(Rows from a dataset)
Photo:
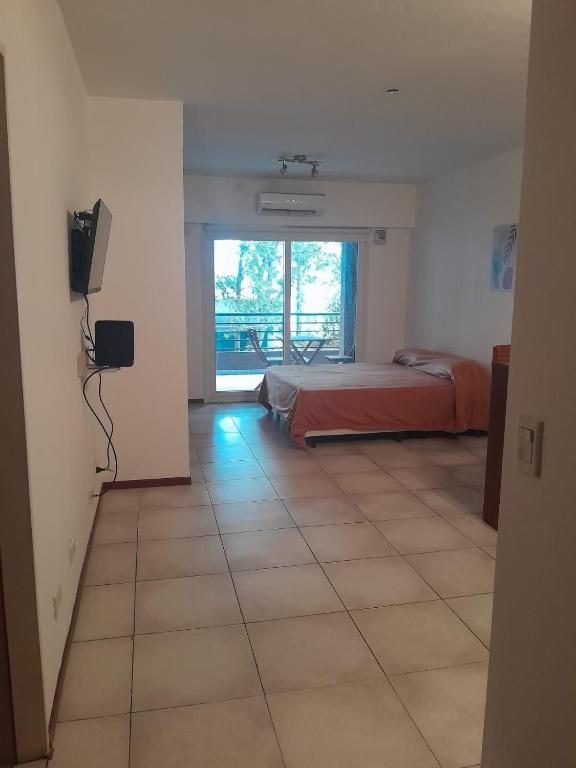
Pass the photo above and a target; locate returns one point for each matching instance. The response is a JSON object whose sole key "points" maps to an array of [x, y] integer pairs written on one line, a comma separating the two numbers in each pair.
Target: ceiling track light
{"points": [[299, 159]]}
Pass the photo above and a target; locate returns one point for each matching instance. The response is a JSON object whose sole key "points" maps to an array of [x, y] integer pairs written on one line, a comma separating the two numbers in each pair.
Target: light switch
{"points": [[529, 445]]}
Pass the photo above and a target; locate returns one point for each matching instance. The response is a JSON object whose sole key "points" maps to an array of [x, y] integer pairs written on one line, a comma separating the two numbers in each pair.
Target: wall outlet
{"points": [[529, 445], [81, 365], [72, 550], [57, 601]]}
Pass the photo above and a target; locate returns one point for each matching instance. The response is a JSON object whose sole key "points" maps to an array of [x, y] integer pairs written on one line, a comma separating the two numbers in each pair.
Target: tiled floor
{"points": [[319, 608]]}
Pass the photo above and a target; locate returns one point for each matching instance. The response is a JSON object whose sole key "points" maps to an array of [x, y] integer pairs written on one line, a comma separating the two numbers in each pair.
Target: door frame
{"points": [[22, 717], [288, 235]]}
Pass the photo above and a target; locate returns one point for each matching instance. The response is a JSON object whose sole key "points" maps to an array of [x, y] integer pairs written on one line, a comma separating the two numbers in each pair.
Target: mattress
{"points": [[451, 395]]}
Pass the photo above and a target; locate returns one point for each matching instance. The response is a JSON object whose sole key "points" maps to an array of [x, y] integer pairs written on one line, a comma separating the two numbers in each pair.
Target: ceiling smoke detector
{"points": [[299, 159]]}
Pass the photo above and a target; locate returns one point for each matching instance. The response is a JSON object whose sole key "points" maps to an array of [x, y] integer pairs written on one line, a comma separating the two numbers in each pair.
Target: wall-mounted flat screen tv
{"points": [[89, 245]]}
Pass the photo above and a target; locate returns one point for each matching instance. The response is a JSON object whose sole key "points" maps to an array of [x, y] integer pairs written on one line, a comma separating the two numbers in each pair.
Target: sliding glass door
{"points": [[323, 280], [278, 302]]}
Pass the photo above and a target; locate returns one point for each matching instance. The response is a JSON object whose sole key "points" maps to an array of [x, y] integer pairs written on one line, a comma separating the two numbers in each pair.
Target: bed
{"points": [[420, 391]]}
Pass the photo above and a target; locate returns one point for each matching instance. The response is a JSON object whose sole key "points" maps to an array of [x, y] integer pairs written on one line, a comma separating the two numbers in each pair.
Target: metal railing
{"points": [[235, 351]]}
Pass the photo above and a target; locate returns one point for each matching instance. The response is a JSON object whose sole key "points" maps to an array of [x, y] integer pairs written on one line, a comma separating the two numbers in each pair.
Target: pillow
{"points": [[438, 364]]}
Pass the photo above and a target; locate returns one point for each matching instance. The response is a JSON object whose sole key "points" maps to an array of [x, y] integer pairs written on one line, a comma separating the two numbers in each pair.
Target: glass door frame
{"points": [[286, 235]]}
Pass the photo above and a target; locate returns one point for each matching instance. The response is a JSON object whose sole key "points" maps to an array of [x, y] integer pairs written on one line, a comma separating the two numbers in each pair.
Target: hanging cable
{"points": [[110, 448]]}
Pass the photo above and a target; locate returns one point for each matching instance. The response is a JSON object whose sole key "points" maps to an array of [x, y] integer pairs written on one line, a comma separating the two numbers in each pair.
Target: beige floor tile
{"points": [[111, 564], [452, 501], [164, 497], [224, 453], [208, 439], [310, 651], [276, 450], [350, 541], [120, 501], [279, 593], [252, 516], [231, 470], [233, 491], [336, 448], [424, 477], [422, 534], [305, 486], [180, 557], [474, 529], [216, 424], [476, 612], [448, 705], [348, 726], [411, 638], [97, 681], [194, 666], [451, 457], [431, 443], [226, 734], [92, 743], [377, 581], [196, 601], [196, 474], [367, 482], [391, 506], [266, 549], [472, 475], [322, 510], [456, 573], [336, 465], [116, 527], [106, 611], [289, 466], [391, 455], [176, 523]]}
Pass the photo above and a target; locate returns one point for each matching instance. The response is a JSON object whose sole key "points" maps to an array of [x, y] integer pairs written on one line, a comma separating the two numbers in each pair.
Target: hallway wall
{"points": [[531, 704]]}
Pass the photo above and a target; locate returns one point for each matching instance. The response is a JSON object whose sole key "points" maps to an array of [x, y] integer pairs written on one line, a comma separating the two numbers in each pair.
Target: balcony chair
{"points": [[275, 358], [349, 358]]}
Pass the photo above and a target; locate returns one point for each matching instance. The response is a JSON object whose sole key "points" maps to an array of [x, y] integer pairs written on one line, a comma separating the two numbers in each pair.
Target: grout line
{"points": [[133, 634], [252, 650]]}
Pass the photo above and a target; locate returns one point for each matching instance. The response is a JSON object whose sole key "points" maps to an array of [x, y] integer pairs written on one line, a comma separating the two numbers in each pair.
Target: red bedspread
{"points": [[423, 390]]}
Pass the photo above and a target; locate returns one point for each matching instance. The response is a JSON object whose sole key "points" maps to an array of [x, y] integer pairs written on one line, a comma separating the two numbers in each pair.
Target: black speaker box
{"points": [[114, 343]]}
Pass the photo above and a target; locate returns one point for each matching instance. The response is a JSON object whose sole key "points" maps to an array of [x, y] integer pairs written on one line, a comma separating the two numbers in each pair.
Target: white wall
{"points": [[135, 152], [531, 708], [231, 202], [450, 305], [46, 126], [66, 150]]}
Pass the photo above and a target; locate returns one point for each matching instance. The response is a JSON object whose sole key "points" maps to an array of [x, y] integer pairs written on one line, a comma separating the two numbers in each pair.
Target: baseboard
{"points": [[72, 628], [69, 638], [145, 483]]}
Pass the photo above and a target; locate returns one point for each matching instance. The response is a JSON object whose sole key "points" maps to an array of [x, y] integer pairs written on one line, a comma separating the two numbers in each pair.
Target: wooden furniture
{"points": [[312, 345], [498, 393], [276, 358], [340, 359]]}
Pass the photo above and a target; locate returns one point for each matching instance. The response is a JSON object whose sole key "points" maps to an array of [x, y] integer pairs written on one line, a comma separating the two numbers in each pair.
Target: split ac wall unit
{"points": [[284, 204]]}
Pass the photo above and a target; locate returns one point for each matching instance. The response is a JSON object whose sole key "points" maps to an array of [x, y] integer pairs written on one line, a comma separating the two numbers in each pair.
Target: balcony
{"points": [[240, 366]]}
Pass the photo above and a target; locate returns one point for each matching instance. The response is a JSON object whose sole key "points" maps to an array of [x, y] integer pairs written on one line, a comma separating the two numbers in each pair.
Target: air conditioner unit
{"points": [[285, 204]]}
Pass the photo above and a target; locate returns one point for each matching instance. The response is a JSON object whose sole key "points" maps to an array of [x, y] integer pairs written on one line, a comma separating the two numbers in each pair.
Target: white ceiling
{"points": [[261, 77]]}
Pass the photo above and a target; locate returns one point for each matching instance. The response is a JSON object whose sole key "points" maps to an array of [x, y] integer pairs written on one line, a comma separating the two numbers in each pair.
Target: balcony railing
{"points": [[235, 352]]}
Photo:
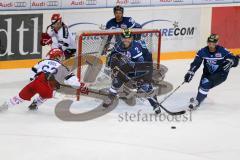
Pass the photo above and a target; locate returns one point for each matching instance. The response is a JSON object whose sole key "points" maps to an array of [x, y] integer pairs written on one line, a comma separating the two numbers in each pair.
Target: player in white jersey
{"points": [[59, 36], [46, 78]]}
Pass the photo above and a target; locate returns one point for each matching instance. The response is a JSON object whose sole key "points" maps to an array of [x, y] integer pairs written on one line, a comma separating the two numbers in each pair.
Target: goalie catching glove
{"points": [[73, 81], [45, 39]]}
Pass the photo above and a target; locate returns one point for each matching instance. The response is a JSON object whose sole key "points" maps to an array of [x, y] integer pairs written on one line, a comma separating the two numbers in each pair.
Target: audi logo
{"points": [[20, 4], [91, 2], [52, 3]]}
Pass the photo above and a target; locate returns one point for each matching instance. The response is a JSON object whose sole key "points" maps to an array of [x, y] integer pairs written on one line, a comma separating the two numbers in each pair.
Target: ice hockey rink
{"points": [[211, 134]]}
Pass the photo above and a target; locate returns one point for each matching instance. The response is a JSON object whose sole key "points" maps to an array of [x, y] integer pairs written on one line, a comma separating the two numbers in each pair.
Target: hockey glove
{"points": [[227, 64], [188, 76]]}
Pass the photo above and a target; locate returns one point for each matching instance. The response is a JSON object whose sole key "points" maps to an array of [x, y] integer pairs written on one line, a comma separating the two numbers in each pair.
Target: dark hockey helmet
{"points": [[118, 8], [126, 33], [213, 38]]}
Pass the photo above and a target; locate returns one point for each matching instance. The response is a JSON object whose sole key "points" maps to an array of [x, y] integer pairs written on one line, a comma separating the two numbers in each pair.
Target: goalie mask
{"points": [[127, 38], [213, 38], [56, 21]]}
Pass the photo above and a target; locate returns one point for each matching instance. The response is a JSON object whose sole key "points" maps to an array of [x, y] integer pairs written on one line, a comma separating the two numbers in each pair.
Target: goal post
{"points": [[94, 43]]}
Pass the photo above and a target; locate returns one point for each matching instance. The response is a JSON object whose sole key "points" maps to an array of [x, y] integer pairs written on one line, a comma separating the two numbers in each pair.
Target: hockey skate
{"points": [[33, 106], [194, 104], [4, 107]]}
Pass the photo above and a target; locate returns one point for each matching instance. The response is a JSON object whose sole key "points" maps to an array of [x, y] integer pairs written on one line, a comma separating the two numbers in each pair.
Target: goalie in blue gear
{"points": [[131, 61], [217, 63]]}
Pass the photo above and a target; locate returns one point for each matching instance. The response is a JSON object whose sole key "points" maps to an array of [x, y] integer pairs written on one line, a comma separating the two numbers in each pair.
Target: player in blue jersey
{"points": [[120, 21], [217, 63], [131, 61]]}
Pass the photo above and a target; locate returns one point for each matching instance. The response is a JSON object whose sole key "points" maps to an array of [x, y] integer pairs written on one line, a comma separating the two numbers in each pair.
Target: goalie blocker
{"points": [[133, 59]]}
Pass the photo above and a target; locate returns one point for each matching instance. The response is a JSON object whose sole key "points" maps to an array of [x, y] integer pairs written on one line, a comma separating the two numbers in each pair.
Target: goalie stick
{"points": [[160, 104]]}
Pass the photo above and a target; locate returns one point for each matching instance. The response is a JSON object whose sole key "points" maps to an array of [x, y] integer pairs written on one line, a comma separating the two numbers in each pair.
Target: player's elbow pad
{"points": [[73, 82]]}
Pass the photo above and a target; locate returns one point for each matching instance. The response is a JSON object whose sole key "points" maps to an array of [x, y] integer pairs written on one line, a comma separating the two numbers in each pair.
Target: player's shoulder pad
{"points": [[110, 23]]}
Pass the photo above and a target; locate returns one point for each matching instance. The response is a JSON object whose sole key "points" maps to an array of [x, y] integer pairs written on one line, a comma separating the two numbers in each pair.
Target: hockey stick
{"points": [[160, 104]]}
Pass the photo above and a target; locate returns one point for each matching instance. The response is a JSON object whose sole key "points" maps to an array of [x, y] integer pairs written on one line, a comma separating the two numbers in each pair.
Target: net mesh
{"points": [[96, 42]]}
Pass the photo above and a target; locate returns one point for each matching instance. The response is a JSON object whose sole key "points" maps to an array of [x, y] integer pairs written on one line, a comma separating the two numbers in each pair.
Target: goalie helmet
{"points": [[126, 33], [213, 38], [56, 17], [56, 54]]}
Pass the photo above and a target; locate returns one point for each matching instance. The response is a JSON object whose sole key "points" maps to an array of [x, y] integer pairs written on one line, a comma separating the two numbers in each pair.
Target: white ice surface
{"points": [[213, 133]]}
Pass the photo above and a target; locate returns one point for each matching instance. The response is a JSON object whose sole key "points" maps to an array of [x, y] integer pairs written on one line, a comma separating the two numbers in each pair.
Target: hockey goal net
{"points": [[94, 46]]}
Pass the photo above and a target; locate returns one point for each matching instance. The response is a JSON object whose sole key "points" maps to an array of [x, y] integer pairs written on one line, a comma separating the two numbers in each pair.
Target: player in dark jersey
{"points": [[217, 63]]}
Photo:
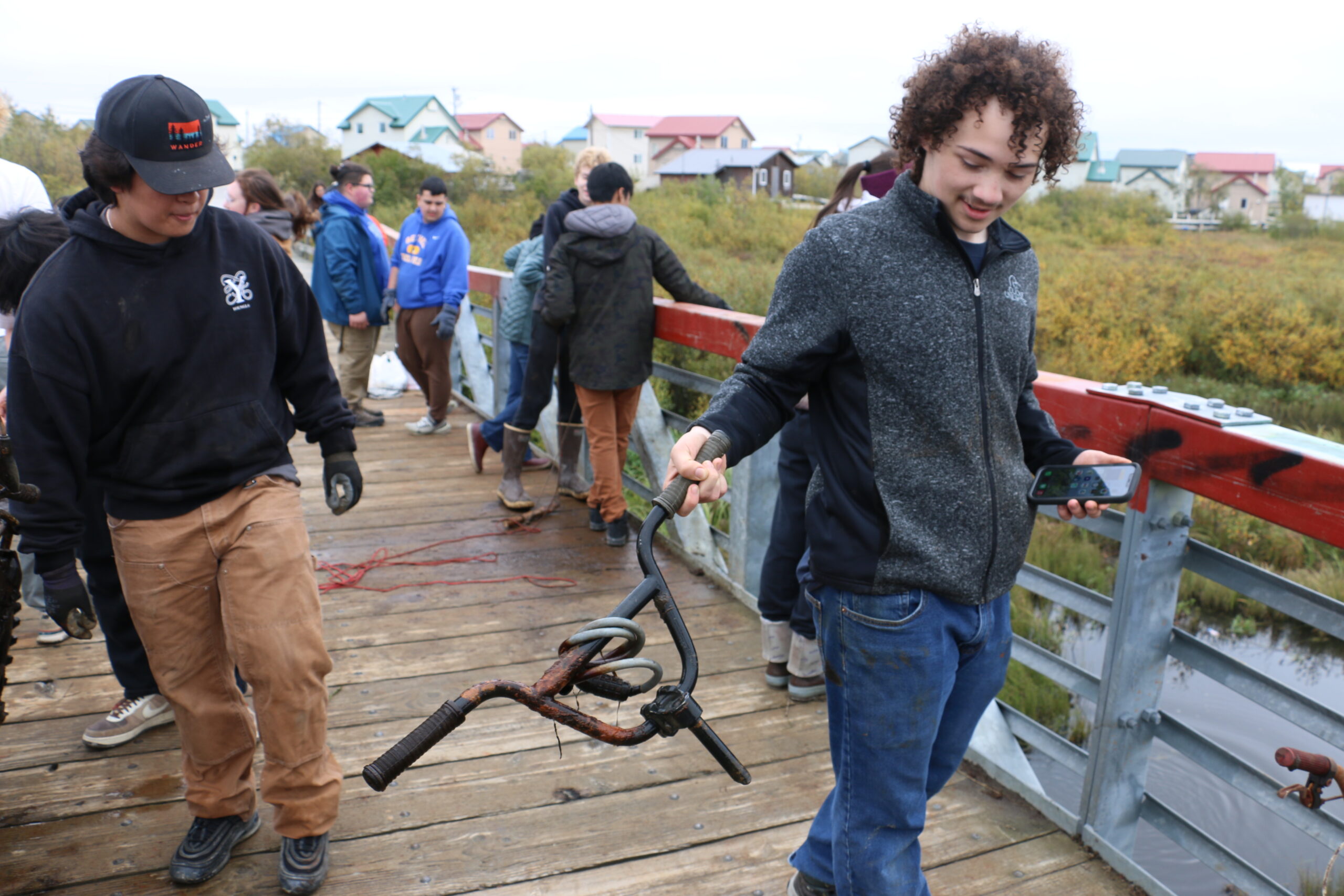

» **INSTRUCTIONS FOR THE TASK**
Report each line of the rows above that contains the word "unit", copying those lines in full.

» **REPLY TO THE TASK**
Target: split ac wall unit
Target: air conditioner unit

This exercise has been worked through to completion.